Além de receber comida, os assistidos ouvem uma palestra
de 15 minutos sobre os valores cristãos
Foto: Patrícia Cruz, publicada com a matéria
Refeição é servida diariamente a cerca de 150 pessoas
O artista plástico Cezar Rezende chegou há 8 meses de Cabo Frio (RJ), atrás de uma
garota. Após desentendimentos com a família dela, ele agora vive junto à travessia de barcas entre Santos e Vicente de Carvalho. Sem dinheiro, ele
vai ao Ismênia de Jesus para fazer, às vezes, sua única refeição do dia. Assim como ele, cerca de 150 pessoas, entre moradores de rua, carrinheiros
e pessoas carentes, recorrem ao centro espírita em busca de alimentação. O cardápio é abastecido com frango, peixe e salsicha, entre outras
misturas. Existe ainda a doação de roupas e remédios, esses mediante receita, a famílias carentes, em dias e horários específicos.
Antes da refeição, os moradores de rua assistem a uma palestra de 15 minutos sobre
valores cristãos. "Saímos daqui fortalecidos. Neste espaço, entendemos o valor de nunca desistir e a importância de manter a consciência de que essa
situação deve ser passageira", explicou Rezende.
Respeito - Segundo a psicóloga Gisele Lourenço, neta de Camilo Lourenço e que
atua há 5 anos no Ismênia, a falta de respeito não é tolerada durante as refeições. "Quem apresentar visível estado de embriaguez ou conduta
imprópria está fora", explicou. "Precisamos manter uma ordem básica, comum a qualquer tipo de ambiente".
As refeições são oferecidas todos os dias do ano, sem exceção. "Todo dia é dia santo.
Não se pára de fazer o bem em finais de semana ou feriados", ressaltou Camilo.
_ _ _ _ _ _ _
• _Tarefas propostas_
**a)** Resuma em duas frases o texto sobre as refeições no centro espírita Ismênia de Jesus.
**b)** Prolongue o texto sobre as refeições no centro espírita Ismênia de Jesus, começando logo depois da última frase.

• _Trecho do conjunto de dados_
_ _ _ _ _ _ _
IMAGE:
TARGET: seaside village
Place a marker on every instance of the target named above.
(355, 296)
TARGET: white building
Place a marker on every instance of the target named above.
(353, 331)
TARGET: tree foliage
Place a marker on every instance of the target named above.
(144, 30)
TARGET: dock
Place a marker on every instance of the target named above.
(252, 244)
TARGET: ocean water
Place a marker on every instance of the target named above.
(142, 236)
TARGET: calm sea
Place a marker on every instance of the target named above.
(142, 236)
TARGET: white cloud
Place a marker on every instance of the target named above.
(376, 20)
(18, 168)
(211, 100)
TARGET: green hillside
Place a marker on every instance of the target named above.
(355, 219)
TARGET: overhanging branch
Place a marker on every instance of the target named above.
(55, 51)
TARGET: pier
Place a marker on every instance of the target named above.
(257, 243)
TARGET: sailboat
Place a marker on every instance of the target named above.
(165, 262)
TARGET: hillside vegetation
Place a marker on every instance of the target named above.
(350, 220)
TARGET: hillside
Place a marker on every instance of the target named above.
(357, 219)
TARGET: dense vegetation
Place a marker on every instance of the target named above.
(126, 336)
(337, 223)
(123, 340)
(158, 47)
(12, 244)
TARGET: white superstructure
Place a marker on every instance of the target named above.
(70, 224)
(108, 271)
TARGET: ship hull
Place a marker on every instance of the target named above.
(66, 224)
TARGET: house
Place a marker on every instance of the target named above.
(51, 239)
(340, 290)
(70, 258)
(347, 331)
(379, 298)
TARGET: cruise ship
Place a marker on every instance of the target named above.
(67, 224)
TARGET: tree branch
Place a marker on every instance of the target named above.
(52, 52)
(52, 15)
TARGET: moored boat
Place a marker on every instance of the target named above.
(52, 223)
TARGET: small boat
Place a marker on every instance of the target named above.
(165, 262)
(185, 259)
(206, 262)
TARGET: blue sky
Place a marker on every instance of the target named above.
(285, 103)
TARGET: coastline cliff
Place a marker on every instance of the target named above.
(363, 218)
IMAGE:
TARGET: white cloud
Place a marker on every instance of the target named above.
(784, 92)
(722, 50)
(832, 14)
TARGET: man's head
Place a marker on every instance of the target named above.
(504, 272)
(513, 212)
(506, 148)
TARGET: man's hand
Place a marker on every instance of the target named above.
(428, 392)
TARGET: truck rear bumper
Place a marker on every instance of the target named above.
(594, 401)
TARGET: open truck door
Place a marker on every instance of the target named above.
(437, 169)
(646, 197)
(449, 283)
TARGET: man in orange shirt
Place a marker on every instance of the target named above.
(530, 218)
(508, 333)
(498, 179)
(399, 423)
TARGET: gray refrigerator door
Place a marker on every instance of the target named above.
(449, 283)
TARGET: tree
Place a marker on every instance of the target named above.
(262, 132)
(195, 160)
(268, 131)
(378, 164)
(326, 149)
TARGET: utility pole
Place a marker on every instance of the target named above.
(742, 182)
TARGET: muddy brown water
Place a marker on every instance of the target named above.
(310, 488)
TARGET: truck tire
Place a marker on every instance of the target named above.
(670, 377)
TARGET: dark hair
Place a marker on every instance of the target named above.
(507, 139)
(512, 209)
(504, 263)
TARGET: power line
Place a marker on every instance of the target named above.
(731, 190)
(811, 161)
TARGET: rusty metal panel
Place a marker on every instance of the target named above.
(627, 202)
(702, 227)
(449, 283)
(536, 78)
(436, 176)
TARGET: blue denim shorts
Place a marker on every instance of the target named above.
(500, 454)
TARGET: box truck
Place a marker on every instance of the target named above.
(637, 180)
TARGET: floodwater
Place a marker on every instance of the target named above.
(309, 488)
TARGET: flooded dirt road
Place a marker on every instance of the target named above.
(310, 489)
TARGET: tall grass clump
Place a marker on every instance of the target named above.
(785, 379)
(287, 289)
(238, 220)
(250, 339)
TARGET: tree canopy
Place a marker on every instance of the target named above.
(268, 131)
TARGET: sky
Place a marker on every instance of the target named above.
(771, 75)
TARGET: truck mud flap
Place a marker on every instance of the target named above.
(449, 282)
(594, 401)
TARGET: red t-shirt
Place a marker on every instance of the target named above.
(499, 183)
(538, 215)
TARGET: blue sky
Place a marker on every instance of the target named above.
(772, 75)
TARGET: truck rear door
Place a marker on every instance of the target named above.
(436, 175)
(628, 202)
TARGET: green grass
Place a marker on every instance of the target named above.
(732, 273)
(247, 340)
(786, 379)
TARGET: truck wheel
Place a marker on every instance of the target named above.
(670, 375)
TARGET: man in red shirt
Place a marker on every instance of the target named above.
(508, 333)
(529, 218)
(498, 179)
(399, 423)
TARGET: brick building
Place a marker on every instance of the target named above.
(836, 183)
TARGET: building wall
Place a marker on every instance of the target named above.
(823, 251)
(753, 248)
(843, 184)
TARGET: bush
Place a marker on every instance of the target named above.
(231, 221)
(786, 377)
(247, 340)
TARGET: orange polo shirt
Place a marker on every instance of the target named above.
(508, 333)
_ _ _ _ _ _ _
• _Respostas dadas_
**a)** O centro espírita Ismênia de Jesus serve refeições todos os dias do ano a cerca de 150 pessoas, entre moradores de rua, carrinheiros e pessoas carentes, que antes de comer assistem a uma palestra de 15 minutos sobre valores cristãos. O centro também doa roupas e remédios a famílias carentes, estes mediante receita, e não tolera falta de respeito durante as refeições, afastando quem aparece embriagado ou com conduta imprópria.

**b)**
Os artigos são doados e postos à venda na Av. Conselheiro Nébias
Foto: Patrícia Cruz, publicada com a matéria
Bazar de móveis, roupas e objetos ajuda a gerar recursos
Bastante conhecido na região, o bazar de móveis, roupas e utensílios domésticos usados
do Ismênia de Jesus também gera recursos para a entidade. Reunindo desde roupas íntimas a preços de R$ 0,50 e R$ 1,00 a jogos de sala de jantar de
estilo colonial, vendidos por R$ 15 mil, o lugar, que funciona na Avenida Conselheiro Nébias, 395/397, é um convite às compras.
"Aqui é meu shopping-center", empolga-se a dona-de-casa Laurinete Silva da
Conceição. "Compro de tudo aqui. Em que outro lugar eu poderia vestir meus netos e bisnetos gastando pouco?", indaga ela, que vem de Praia Grande,
onde mora, para ver as novidades.
Raridade - Entre os artigos doados para o bazar, está uma máquina de escrever
da década de 30, em perfeito estado, que é utilizada pelos funcionários. "Aqui a gente aproveita tudo", conta a vendedora Cláudia Luz Aguiar.
Ela se considera privilegiada por trabalhar em um bazar, cuja renda é revertida em
favor dos trabalhos da entidade. "É um orgulho fazer parte de toda essa engrenagem. Sei que minha contribuição é pequena, mas é bom ter em mente que
faço o bem".
Cláudia explica que os móveis, à medida que chegam ao Ismênia, são avaliados e, se
necessário, passam por uma restauração, antes de serem postos à venda.
As doações podem ser feitas pessoalmente, no próprio Ismênia, ou combinadas por
telefone. Caminhões da entidade fazem coleta dos artigos doados. Ela é realizada de segunda a sábado, e pode ser agendada através do
Disque-Doação, no número (13) 3232-3095.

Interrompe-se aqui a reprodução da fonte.